Dataset items:
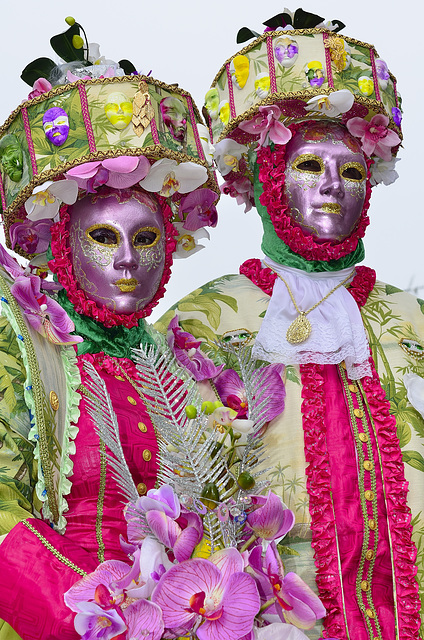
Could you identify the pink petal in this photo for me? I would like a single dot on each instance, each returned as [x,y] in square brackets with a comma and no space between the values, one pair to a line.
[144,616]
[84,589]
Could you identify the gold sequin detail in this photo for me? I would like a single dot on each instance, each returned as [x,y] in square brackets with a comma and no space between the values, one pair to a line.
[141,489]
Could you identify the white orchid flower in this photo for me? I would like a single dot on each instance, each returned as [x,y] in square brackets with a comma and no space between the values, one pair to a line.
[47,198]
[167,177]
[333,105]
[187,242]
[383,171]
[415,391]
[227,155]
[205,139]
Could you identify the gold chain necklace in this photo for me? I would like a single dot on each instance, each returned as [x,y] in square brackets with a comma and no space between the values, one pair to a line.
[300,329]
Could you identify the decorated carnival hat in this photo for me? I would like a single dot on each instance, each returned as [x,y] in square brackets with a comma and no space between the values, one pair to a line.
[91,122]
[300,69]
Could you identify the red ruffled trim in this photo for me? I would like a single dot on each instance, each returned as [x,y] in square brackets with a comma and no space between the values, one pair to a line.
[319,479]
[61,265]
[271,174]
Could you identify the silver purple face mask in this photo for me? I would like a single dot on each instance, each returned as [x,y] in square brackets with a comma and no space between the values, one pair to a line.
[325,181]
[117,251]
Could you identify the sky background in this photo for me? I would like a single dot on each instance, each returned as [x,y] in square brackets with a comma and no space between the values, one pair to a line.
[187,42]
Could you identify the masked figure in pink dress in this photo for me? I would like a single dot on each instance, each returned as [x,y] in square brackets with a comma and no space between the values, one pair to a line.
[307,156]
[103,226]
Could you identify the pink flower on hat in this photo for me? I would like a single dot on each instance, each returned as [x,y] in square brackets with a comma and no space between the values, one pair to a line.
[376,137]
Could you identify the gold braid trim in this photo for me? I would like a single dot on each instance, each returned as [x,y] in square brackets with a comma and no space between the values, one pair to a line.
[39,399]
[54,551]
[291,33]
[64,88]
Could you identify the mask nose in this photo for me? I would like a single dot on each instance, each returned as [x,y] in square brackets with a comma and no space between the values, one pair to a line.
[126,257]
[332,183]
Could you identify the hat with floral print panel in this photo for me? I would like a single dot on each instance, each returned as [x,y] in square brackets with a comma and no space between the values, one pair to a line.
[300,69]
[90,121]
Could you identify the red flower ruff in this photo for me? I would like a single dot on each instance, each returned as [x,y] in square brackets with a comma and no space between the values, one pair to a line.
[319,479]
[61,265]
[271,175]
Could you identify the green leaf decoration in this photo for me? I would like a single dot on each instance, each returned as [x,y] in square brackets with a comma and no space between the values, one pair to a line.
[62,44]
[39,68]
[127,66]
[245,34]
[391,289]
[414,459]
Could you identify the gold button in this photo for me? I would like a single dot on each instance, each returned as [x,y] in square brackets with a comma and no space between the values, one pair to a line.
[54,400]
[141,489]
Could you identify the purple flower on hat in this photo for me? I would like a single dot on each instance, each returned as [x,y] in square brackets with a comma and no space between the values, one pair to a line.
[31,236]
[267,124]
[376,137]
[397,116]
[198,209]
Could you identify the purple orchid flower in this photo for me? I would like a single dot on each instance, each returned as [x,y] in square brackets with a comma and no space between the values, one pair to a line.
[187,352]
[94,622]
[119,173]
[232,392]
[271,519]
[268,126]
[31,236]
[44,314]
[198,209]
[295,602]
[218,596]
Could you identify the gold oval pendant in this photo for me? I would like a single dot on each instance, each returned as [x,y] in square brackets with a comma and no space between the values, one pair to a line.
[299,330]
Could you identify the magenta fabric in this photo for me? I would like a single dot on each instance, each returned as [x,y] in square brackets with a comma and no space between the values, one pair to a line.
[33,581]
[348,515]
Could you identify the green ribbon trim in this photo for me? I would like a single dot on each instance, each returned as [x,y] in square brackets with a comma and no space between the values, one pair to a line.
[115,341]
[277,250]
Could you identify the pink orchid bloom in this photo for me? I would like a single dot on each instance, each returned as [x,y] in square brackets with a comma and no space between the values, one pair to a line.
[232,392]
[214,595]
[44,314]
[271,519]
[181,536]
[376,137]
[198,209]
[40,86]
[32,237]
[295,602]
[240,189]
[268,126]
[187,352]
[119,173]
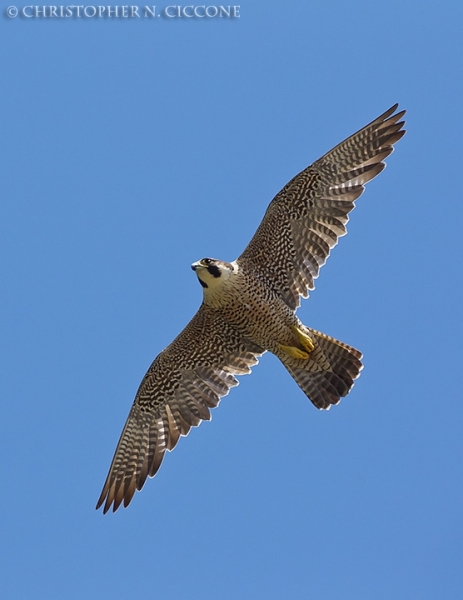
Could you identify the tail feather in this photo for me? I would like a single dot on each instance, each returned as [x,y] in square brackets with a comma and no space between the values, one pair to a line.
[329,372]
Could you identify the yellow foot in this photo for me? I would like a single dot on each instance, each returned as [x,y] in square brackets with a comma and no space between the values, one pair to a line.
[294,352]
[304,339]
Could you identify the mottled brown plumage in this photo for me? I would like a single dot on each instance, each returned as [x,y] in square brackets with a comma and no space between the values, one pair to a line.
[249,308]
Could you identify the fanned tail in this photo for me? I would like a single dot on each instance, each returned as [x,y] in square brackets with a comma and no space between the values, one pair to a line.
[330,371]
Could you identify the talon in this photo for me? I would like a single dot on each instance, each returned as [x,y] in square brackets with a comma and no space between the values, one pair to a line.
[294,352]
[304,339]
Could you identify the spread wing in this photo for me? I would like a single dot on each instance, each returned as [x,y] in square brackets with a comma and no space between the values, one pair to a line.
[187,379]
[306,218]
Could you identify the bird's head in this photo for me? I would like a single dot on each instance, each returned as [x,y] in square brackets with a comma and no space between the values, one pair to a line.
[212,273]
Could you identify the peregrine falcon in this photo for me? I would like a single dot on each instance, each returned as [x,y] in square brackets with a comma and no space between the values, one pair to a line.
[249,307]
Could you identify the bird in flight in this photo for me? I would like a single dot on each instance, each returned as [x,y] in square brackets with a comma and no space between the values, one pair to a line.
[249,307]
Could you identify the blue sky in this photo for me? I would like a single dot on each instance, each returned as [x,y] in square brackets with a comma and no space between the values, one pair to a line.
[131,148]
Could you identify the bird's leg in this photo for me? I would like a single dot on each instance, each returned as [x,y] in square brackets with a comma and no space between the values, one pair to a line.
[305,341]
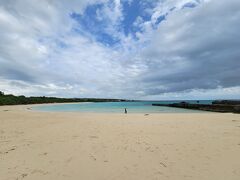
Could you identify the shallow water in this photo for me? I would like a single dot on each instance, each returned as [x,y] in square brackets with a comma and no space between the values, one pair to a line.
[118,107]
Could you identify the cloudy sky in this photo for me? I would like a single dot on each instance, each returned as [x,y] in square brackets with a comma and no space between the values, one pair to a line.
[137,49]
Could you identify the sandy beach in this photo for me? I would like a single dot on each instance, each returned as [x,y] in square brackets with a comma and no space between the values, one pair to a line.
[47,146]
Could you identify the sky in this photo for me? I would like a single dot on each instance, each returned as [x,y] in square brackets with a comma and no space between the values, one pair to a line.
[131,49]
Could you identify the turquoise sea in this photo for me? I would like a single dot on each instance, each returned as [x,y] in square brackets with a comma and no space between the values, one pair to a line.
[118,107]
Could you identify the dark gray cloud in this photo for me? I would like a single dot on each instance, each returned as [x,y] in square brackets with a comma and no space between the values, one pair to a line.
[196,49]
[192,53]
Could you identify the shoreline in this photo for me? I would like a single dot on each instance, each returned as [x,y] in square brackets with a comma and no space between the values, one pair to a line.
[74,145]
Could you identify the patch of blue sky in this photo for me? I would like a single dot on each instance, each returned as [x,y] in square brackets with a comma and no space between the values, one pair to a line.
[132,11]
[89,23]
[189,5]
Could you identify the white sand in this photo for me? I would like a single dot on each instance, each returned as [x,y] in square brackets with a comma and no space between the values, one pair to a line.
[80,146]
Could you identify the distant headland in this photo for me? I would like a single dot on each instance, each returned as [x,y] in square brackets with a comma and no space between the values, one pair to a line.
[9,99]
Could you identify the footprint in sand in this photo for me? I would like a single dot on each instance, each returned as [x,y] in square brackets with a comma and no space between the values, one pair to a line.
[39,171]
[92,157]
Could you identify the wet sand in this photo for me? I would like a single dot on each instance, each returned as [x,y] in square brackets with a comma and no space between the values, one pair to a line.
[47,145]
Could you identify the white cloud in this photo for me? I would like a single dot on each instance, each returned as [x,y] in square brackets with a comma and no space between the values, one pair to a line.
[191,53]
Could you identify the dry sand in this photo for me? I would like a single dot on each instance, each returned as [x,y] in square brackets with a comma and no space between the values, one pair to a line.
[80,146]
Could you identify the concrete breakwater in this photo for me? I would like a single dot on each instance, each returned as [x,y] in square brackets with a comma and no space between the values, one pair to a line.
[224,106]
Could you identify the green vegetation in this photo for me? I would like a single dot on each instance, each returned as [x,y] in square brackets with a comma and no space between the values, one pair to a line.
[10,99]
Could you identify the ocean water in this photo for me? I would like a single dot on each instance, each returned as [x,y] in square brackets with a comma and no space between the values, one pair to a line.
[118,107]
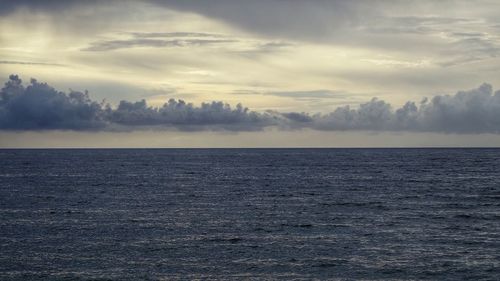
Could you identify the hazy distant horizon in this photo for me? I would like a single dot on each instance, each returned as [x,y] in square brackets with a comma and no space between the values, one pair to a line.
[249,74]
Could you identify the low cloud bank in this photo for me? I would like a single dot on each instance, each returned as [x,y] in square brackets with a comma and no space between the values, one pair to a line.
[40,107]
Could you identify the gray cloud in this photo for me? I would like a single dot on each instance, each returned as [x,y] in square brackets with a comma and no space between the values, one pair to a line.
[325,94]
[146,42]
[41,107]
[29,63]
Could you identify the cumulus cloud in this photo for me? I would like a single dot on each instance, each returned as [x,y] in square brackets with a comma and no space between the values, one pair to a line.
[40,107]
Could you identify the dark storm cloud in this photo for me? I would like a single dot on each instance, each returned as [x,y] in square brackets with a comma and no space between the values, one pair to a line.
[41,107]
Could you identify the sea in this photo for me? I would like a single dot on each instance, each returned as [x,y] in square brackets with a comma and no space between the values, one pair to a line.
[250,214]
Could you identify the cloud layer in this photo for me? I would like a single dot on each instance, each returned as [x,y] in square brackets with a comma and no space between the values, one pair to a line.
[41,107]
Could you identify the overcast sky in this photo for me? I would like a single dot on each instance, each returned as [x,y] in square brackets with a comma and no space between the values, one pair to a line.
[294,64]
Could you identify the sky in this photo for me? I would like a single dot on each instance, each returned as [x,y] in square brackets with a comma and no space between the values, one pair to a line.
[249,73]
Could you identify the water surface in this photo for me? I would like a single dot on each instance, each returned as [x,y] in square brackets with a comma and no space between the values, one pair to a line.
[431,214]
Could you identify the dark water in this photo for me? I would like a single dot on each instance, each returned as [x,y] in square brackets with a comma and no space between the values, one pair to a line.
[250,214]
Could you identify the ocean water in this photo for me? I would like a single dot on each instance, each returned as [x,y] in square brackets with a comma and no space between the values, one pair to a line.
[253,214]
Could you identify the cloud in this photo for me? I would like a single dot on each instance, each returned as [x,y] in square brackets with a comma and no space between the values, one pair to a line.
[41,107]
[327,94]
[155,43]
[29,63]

● **Exercise details**
Look above for the line containing "Could you identify the cumulus"; copy from it through the last line, exactly, and nothing more.

● **Exercise output**
Could you identify the cumulus cloud in this photo for me? I would like a single dot on each instance, each returned as [x,y] in square brackets with a comma and no space between the values, one pair to a line.
[40,107]
Could you identify the dark storm cloud in this photo for me? I would like a single dot on each instance, each returned as [x,y] in square brackets with a comma and no space between the values, one pair to a line.
[41,107]
Could you identify the sea in this photo for me? I would like a single dot on each instance, each returned as [x,y] in square brackets with a comma and no space between the values, one pair to a line.
[250,214]
Could you identify the cloud layer in this photo for me? I would like a single dot on each instance, each returned as [x,y] in square brackets with a comma and no space between the values, one pair to a line.
[41,107]
Could you identify the overcast sky in this photo for me? I would like a single dot on each instance, each returned as [x,y] in square brackets with a comma and no space between the values, one pair to a line.
[294,64]
Could you identify the sky in this photo for me? I would like a single dot on each instance, each returned as [x,y] in square brackets with a comma and no space between the values, one pair to a line.
[249,73]
Could you identify the water surface in this photo for me? I would like a single dot on each instance, each returned as [x,y] in square brackets with a comma and no space between the values, one pair to a line.
[431,214]
Could you identify the dark water in this photo for me? I would like a single dot on each instance, each returned as [x,y] in square brackets with a comma and no space between the values, one pair to a line.
[250,214]
Could you identify the ocean water in this photo for me? I would like a single dot on each instance, each returned as [x,y] in square brackets with a comma and no space between the values, one pair to a line.
[253,214]
Could you identify the cloud in this photo for me? I would like a single dot on each instance, each returned as [x,y] in square brackets with a comma and no space between the values, one pair to a line.
[41,107]
[327,94]
[155,43]
[29,63]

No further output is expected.